**THE PROBLEM**
Reproduce all the entries, matching the original word for word.

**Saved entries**
-- Opening Marker --
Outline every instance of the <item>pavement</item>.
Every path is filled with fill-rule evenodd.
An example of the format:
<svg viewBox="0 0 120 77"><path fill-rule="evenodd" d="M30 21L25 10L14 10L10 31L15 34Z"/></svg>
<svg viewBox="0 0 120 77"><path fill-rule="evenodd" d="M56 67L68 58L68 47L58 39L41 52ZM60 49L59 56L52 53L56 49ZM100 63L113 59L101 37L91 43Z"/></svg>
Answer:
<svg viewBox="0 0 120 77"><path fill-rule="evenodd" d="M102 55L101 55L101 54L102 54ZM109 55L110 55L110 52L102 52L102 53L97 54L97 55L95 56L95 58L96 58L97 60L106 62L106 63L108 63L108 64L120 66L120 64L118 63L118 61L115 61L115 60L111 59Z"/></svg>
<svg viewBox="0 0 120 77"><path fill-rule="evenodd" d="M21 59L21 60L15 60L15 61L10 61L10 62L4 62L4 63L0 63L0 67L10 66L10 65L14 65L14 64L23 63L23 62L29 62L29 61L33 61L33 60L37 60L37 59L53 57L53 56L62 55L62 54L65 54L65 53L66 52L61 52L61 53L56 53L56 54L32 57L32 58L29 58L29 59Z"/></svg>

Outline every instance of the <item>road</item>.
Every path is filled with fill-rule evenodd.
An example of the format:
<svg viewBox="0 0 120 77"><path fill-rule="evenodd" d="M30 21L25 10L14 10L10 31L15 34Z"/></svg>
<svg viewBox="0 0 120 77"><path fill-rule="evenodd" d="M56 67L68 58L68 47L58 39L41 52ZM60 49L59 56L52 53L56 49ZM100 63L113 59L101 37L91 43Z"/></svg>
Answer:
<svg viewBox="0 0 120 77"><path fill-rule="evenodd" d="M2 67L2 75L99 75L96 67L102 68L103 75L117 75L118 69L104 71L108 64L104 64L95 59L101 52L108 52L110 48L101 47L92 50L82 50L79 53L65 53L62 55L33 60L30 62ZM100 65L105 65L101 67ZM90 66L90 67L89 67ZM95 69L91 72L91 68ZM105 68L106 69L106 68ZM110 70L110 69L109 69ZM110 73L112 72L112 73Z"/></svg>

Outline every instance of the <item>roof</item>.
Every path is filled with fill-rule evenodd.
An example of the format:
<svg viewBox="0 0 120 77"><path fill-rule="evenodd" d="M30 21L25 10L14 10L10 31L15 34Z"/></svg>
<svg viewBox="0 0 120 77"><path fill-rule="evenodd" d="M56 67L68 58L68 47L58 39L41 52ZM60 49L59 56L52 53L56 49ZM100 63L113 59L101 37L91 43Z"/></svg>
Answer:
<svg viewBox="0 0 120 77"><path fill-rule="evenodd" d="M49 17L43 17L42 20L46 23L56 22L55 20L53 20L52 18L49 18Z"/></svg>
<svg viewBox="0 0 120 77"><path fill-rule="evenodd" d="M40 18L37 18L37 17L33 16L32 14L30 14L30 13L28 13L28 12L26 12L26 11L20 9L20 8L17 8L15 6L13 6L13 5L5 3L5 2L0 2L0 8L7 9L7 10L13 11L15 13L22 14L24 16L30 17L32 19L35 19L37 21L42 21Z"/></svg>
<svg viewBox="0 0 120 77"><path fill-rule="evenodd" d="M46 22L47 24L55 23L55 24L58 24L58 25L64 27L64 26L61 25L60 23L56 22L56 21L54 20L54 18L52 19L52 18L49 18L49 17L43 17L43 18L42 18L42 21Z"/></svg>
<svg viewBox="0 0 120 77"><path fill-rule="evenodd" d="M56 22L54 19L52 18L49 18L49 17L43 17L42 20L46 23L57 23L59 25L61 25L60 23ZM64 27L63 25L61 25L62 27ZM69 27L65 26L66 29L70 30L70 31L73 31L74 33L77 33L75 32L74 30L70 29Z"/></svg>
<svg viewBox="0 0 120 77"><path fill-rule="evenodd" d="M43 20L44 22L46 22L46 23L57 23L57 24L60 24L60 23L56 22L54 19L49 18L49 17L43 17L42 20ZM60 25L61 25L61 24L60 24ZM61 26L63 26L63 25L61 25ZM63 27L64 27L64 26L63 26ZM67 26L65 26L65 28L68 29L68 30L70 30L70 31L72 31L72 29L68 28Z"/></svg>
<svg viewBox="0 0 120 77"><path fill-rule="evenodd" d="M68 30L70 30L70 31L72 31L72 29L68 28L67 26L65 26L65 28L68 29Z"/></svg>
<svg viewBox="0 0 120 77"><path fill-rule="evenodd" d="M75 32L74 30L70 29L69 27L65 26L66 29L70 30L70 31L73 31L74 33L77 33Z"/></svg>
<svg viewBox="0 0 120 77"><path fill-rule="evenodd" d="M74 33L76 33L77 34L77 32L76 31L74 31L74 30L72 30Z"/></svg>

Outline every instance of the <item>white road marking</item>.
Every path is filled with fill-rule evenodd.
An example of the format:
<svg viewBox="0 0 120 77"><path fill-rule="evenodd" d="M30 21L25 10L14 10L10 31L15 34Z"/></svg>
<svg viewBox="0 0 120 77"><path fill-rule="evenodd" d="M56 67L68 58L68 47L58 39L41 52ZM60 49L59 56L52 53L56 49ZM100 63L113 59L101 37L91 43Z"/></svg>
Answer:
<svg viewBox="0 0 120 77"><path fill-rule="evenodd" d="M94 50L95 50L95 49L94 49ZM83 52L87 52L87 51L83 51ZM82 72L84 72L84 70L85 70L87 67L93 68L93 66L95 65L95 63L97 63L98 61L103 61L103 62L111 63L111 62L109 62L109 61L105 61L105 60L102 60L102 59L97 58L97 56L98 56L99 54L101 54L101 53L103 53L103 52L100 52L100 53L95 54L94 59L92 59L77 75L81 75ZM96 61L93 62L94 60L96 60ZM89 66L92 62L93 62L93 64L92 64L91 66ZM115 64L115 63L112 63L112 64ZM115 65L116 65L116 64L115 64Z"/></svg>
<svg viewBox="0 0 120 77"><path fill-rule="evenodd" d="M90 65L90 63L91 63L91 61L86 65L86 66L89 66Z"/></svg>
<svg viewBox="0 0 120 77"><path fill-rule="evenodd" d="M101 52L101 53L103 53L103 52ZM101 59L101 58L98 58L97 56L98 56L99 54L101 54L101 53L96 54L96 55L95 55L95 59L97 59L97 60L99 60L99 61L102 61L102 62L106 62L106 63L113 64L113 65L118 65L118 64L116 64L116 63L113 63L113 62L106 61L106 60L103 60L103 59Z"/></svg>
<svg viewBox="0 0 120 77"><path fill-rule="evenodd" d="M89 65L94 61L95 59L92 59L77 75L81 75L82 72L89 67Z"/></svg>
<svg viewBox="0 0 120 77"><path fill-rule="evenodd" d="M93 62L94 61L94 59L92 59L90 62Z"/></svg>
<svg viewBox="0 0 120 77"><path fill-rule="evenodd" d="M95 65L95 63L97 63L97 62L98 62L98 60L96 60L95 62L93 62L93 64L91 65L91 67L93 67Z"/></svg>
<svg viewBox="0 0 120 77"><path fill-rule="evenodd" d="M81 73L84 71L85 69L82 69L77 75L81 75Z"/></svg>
-- Closing Marker --
**ANSWER TO THIS EXERCISE**
Outline every instance of the <item>pavement</item>.
Every path is filled with fill-rule evenodd.
An example of the format:
<svg viewBox="0 0 120 77"><path fill-rule="evenodd" d="M30 21L25 10L14 10L10 31L15 34Z"/></svg>
<svg viewBox="0 0 120 77"><path fill-rule="evenodd" d="M56 67L68 58L68 47L58 39L41 52ZM60 49L59 56L52 53L56 49ZM100 63L113 59L101 37L91 43Z"/></svg>
Answer:
<svg viewBox="0 0 120 77"><path fill-rule="evenodd" d="M102 55L101 55L101 54L102 54ZM109 55L110 55L110 52L102 52L102 53L97 54L97 55L95 56L95 58L96 58L97 60L106 62L106 63L108 63L108 64L120 66L120 64L118 63L118 61L115 61L115 60L111 59Z"/></svg>
<svg viewBox="0 0 120 77"><path fill-rule="evenodd" d="M21 59L21 60L15 60L15 61L10 61L10 62L4 62L4 63L0 63L0 67L10 66L10 65L14 65L14 64L23 63L23 62L29 62L29 61L33 61L33 60L37 60L37 59L53 57L53 56L62 55L62 54L65 54L65 53L66 52L61 52L61 53L56 53L56 54L32 57L32 58L29 58L29 59Z"/></svg>

Outline every instance of the <item>road</item>.
Every path is filled with fill-rule evenodd.
An example of the format:
<svg viewBox="0 0 120 77"><path fill-rule="evenodd" d="M30 21L25 10L14 10L10 31L15 34Z"/></svg>
<svg viewBox="0 0 120 77"><path fill-rule="evenodd" d="M56 67L68 58L68 47L58 39L41 52ZM60 49L59 56L52 53L56 49ZM100 63L113 59L101 37L91 43Z"/></svg>
Answer:
<svg viewBox="0 0 120 77"><path fill-rule="evenodd" d="M2 67L2 75L99 75L96 67L102 68L103 75L117 75L118 69L104 71L108 64L104 64L95 59L101 52L108 52L110 48L101 47L92 50L82 50L79 53L65 53L62 55L33 60L30 62ZM100 65L105 65L101 67ZM90 66L90 67L89 67ZM95 69L91 72L91 68ZM105 68L106 69L106 68ZM110 70L110 69L109 69ZM110 73L112 72L112 73Z"/></svg>

Outline every instance of the <item>roof</item>.
Every path is filled with fill-rule evenodd.
An example of the format:
<svg viewBox="0 0 120 77"><path fill-rule="evenodd" d="M30 21L25 10L14 10L10 31L15 34Z"/></svg>
<svg viewBox="0 0 120 77"><path fill-rule="evenodd" d="M56 67L68 58L68 47L58 39L41 52ZM60 49L59 56L52 53L56 49ZM100 63L113 59L101 37L91 43Z"/></svg>
Answer:
<svg viewBox="0 0 120 77"><path fill-rule="evenodd" d="M49 17L43 17L42 20L46 23L56 22L55 20L53 20L52 18L49 18Z"/></svg>
<svg viewBox="0 0 120 77"><path fill-rule="evenodd" d="M40 18L37 18L37 17L33 16L32 14L30 14L30 13L28 13L28 12L26 12L26 11L20 9L20 8L17 8L15 6L13 6L13 5L5 3L5 2L0 2L0 8L7 9L7 10L13 11L15 13L22 14L24 16L30 17L32 19L35 19L37 21L42 21Z"/></svg>
<svg viewBox="0 0 120 77"><path fill-rule="evenodd" d="M46 22L47 24L55 23L55 24L58 24L58 25L64 27L64 26L61 25L60 23L56 22L56 21L54 20L54 18L52 19L52 18L49 18L49 17L43 17L43 18L42 18L42 21Z"/></svg>
<svg viewBox="0 0 120 77"><path fill-rule="evenodd" d="M56 22L54 19L52 18L49 18L49 17L43 17L42 20L46 23L57 23L59 25L61 25L60 23ZM64 27L63 25L61 25L62 27ZM69 27L65 26L66 29L70 30L70 31L73 31L74 33L77 33L75 32L74 30L70 29Z"/></svg>
<svg viewBox="0 0 120 77"><path fill-rule="evenodd" d="M43 20L44 22L46 22L46 23L57 23L57 24L60 24L60 23L56 22L54 19L49 18L49 17L43 17L42 20ZM60 25L61 25L61 24L60 24ZM61 26L63 26L63 25L61 25ZM63 27L64 27L64 26L63 26ZM67 26L65 26L65 28L68 29L68 30L70 30L70 31L72 31L72 29L68 28Z"/></svg>
<svg viewBox="0 0 120 77"><path fill-rule="evenodd" d="M68 30L70 30L70 31L72 31L72 29L68 28L67 26L65 26L65 28L68 29Z"/></svg>
<svg viewBox="0 0 120 77"><path fill-rule="evenodd" d="M75 32L74 30L70 29L69 27L65 26L66 29L70 30L70 31L73 31L74 33L77 33Z"/></svg>
<svg viewBox="0 0 120 77"><path fill-rule="evenodd" d="M74 33L76 33L77 34L77 32L76 31L74 31L74 30L72 30Z"/></svg>

Outline every instance of the <item>white road marking</item>.
Every path is filled with fill-rule evenodd.
An example of the format:
<svg viewBox="0 0 120 77"><path fill-rule="evenodd" d="M30 21L25 10L14 10L10 31L15 34Z"/></svg>
<svg viewBox="0 0 120 77"><path fill-rule="evenodd" d="M56 67L68 58L68 47L58 39L41 52ZM60 49L59 56L52 53L56 49ZM100 63L113 59L101 37L91 43Z"/></svg>
Answer:
<svg viewBox="0 0 120 77"><path fill-rule="evenodd" d="M94 50L95 50L95 49L94 49ZM83 52L87 52L87 51L83 51ZM82 72L84 72L84 70L85 70L87 67L93 68L93 66L95 65L95 63L97 63L98 61L103 61L103 62L111 63L111 62L109 62L109 61L105 61L105 60L102 60L102 59L97 58L97 56L98 56L99 54L101 54L101 53L103 53L103 52L100 52L100 53L95 54L94 59L92 59L77 75L81 75ZM96 61L93 62L94 60L96 60ZM89 66L92 62L93 62L93 64L92 64L91 66ZM115 64L115 63L112 63L112 64ZM115 65L116 65L116 64L115 64Z"/></svg>
<svg viewBox="0 0 120 77"><path fill-rule="evenodd" d="M90 65L90 63L91 63L91 61L86 65L86 66L89 66Z"/></svg>
<svg viewBox="0 0 120 77"><path fill-rule="evenodd" d="M101 52L101 53L103 53L103 52ZM101 59L101 58L98 58L97 56L98 56L99 54L101 54L101 53L96 54L96 55L95 55L95 59L97 59L97 60L99 60L99 61L102 61L102 62L106 62L106 63L113 64L113 65L118 65L118 64L116 64L116 63L113 63L113 62L106 61L106 60L103 60L103 59Z"/></svg>
<svg viewBox="0 0 120 77"><path fill-rule="evenodd" d="M89 65L94 61L95 59L92 59L77 75L81 75L82 72L89 67Z"/></svg>
<svg viewBox="0 0 120 77"><path fill-rule="evenodd" d="M93 62L94 61L94 59L92 59L90 62Z"/></svg>
<svg viewBox="0 0 120 77"><path fill-rule="evenodd" d="M95 65L95 63L97 63L97 62L98 62L98 60L96 60L95 62L93 62L93 64L91 65L91 67L93 67Z"/></svg>
<svg viewBox="0 0 120 77"><path fill-rule="evenodd" d="M81 73L84 71L85 69L82 69L77 75L81 75Z"/></svg>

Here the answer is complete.